EXTRACT TO READ:
>>>

# SMOKING



## snapper (Aug 22, 2005)

Made some good deer summer sausage and some excellent wild hog sausage on the smoker using Zacks brand seasoning. This is really good stuff and it's saving me hundreds of dollars processing my on deer and hogs.


----------



## 3reds (Feb 7, 2007)

Good lookin sausage.....ENJOY IT..


----------



## Charles Helm (Oct 22, 2004)

Looks good!


----------



## txjoker (Jun 21, 2005)

What is the shelf life on something like that after it is smoked? Do you freeze it afterwards?


----------



## Fisher Lou (May 16, 2005)

Man that looks good! I bet it taste good too. I used Zacks for a long time and switched to "REO Spice & Seasonings". Heres the # 936-294-0222. I bet you will like it.


----------



## snapper (Aug 22, 2005)

I vacuum package everything and it stays fresh for 6 to 8 months but it is usaully gone by then.


----------



## Gator gar (Sep 21, 2007)

I just made about 50 dollars worth of purchases from Zachs Spice company this morning. I've been using them for their spices for awhile. I like shopping online and their web-site makes it easy.

I just looked up REO spice and seasonings and seen they were based out of Huntsville, but didn't have a web-site. It's a good thing that Brookshire Brothers carries the REO seasonings here in Livingston. Just in case I want to give them a try.


----------



## Bukmstr (Nov 12, 2004)

Did you make your drum smoker? Can you give me some more pics so I can make one? Also, what temp and how long do you smoke the links? They look Great!


----------



## snapper (Aug 22, 2005)

The smoker is an new 85 gallon recovery drum. I use a propane burner under a cast iron pot lid. It's a real simple smoker with a temp gauge located near the top. I usaully smoke the sausage for 6 to 8 hrs at 150 to 180 degs.


----------

<<<

GIVEN DATA:

>>>

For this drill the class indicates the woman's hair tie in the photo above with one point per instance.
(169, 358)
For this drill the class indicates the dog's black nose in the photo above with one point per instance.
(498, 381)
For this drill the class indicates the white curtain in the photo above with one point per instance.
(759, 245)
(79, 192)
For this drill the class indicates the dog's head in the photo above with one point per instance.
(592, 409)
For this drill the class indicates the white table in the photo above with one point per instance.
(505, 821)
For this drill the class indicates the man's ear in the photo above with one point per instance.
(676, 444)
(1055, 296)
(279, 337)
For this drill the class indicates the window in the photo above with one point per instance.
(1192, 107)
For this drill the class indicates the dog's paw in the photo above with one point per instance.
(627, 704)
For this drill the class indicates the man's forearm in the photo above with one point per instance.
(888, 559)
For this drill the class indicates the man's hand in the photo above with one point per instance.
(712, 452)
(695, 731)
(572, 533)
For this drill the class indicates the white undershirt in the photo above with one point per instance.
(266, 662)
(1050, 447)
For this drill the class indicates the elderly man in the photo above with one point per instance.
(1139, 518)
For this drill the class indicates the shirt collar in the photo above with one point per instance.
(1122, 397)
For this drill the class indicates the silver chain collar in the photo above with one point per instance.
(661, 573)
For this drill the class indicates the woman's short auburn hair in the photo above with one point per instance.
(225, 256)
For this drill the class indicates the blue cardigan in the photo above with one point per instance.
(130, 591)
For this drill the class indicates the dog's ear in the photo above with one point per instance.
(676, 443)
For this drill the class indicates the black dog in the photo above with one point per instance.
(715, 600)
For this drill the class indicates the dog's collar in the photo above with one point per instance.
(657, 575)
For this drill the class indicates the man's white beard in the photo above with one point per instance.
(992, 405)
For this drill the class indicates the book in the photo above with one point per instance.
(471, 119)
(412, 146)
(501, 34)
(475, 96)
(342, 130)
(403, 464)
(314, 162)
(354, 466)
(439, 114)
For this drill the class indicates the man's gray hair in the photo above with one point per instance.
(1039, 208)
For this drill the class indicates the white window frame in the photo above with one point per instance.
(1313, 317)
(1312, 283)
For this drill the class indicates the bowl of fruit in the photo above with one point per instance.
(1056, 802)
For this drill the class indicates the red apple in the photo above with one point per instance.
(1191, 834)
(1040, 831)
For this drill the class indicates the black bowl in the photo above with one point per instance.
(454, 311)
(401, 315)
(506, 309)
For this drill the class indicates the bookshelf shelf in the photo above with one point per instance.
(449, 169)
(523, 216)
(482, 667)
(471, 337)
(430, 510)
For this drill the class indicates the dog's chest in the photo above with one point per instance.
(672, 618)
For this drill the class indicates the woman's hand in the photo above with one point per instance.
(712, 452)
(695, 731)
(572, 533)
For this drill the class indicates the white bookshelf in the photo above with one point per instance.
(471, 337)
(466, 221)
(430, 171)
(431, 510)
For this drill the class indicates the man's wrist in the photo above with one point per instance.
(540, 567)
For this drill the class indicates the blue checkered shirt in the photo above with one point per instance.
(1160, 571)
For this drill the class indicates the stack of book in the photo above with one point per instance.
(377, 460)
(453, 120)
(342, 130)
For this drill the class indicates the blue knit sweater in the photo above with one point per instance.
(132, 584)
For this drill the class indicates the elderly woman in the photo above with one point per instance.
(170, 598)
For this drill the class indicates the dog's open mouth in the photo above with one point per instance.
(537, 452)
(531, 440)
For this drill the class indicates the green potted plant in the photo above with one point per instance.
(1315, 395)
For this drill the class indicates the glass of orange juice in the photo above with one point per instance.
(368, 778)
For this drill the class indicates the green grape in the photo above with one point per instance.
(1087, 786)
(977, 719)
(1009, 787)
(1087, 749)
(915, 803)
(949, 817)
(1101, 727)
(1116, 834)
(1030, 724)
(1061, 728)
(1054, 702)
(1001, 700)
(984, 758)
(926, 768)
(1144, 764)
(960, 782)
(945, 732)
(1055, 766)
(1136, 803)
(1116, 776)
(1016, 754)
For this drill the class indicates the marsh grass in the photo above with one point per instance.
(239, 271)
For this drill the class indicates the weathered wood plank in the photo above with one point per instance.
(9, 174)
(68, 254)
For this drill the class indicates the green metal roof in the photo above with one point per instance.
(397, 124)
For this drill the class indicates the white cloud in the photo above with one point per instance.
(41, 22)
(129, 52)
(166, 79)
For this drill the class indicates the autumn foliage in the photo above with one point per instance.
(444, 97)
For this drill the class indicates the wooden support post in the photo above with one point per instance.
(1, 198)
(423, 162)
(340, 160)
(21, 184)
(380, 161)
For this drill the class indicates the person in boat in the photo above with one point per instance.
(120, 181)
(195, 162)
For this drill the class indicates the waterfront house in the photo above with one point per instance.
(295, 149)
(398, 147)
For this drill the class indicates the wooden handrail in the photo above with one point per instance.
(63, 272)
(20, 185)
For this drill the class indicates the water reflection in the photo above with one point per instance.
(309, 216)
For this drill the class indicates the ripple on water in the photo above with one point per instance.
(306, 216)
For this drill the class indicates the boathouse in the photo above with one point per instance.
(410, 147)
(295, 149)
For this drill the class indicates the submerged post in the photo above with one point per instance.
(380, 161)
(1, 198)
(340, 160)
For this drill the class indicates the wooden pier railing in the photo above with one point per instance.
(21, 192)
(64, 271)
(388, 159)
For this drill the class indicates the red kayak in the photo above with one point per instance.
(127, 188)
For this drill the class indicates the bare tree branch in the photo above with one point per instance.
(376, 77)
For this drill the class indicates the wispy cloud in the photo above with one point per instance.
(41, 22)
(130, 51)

<<<
>>>

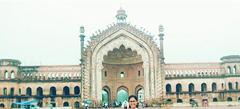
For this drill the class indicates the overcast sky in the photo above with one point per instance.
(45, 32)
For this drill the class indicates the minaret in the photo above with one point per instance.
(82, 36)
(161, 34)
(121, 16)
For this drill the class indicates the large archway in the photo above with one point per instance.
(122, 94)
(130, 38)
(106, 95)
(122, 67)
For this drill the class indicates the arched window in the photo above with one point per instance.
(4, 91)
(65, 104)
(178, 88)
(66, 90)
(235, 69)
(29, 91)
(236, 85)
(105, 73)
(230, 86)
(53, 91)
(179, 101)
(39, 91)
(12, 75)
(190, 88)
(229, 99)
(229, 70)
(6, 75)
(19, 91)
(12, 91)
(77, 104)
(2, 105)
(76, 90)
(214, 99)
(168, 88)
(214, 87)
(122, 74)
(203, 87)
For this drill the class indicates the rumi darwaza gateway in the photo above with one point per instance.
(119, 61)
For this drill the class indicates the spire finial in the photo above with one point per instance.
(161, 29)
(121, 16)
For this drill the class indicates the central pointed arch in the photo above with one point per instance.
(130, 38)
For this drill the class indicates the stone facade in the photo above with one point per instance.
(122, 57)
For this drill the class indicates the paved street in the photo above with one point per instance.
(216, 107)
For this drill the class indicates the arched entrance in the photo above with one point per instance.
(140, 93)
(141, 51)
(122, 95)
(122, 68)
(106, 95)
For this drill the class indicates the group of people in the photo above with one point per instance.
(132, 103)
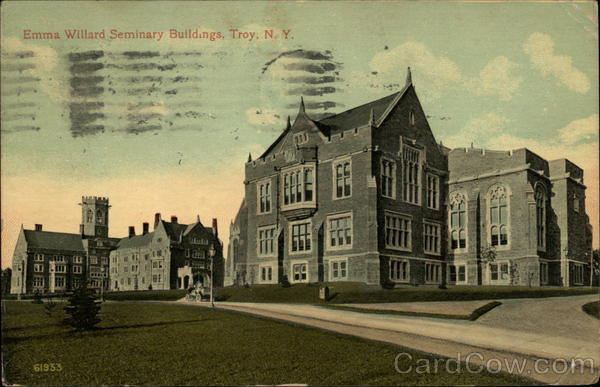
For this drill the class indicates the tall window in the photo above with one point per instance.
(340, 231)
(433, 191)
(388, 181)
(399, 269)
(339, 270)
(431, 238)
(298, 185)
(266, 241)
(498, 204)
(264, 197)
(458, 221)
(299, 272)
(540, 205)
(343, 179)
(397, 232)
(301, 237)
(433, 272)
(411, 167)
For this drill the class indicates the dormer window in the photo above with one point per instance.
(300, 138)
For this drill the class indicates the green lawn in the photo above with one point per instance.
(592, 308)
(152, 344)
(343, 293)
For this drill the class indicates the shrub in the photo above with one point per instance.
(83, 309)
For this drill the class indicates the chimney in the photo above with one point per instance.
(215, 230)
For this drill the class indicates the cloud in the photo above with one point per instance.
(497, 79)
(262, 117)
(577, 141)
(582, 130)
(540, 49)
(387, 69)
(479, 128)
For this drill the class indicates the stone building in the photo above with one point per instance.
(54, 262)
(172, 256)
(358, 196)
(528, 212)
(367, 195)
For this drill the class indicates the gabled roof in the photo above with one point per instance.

<<<

OBJECTIVE:
Answer these questions from the sausage-smoking thread:
(a) How long does snapper say the vacuum-packaged sausage stays fresh?
(b) What did snapper use as the body of the smoker?
(c) According to Gator gar, where is REO Spice & Seasonings based?

TASK OUTPUT:
(a) 6 to 8 months
(b) A new 85-gallon recovery drum
(c) Huntsville